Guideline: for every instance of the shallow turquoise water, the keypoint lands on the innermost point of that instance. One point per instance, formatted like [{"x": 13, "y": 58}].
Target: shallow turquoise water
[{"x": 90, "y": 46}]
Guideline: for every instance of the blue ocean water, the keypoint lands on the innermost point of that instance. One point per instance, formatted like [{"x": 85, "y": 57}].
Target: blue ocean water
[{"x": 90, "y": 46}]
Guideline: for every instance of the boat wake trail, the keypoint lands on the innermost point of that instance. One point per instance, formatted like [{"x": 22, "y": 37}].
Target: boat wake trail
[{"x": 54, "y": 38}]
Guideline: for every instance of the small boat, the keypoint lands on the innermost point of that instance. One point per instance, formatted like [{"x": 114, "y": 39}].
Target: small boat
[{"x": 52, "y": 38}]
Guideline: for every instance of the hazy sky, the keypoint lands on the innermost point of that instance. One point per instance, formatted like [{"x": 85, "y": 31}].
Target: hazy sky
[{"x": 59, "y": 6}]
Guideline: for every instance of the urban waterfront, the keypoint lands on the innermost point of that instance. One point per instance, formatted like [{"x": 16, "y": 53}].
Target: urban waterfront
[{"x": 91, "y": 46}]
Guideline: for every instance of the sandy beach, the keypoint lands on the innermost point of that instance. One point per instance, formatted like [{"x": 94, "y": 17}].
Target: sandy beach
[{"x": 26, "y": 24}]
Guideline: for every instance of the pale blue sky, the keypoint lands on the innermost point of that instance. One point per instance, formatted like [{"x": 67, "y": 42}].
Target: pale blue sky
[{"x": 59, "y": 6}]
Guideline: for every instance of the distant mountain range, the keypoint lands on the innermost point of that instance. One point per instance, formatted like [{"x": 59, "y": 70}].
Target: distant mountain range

AIM OF THE EXERCISE: Find the line containing "Guideline: for every instance of the small", then output it and every line after it to the end of the data, exactly.

SOLUTION FOR THIS EXERCISE:
Guideline: for every instance of the small boat, the keypoint lands on the innermost point of that instance. One point per instance, formatted like [{"x": 114, "y": 39}].
Target: small boat
[{"x": 52, "y": 38}]
Guideline: for every instance of the hazy sky, the keypoint lands on the innermost point of that instance. One point per instance, formatted like [{"x": 85, "y": 31}].
Target: hazy sky
[{"x": 59, "y": 6}]
Guideline: for every instance of the urban waterfront, the keypoint lands on the innermost point of that instance. One point per instance, formatted like [{"x": 16, "y": 53}].
Target: urban waterfront
[{"x": 91, "y": 46}]
Guideline: for every instance of the sandy beach, the keypoint lands on the innermost point of that instance. One point per instance, formatted like [{"x": 94, "y": 17}].
Target: sandy beach
[{"x": 26, "y": 24}]
Guideline: for every instance of the pale blue sky, the keypoint lands on the innermost point of that instance. One point per instance, formatted like [{"x": 67, "y": 42}].
Target: pale blue sky
[{"x": 59, "y": 6}]
Guideline: for every instance of the distant mountain range, the keypoint lands on the innermost point of that instance. One point per instance, formatted like [{"x": 59, "y": 70}].
Target: distant mountain range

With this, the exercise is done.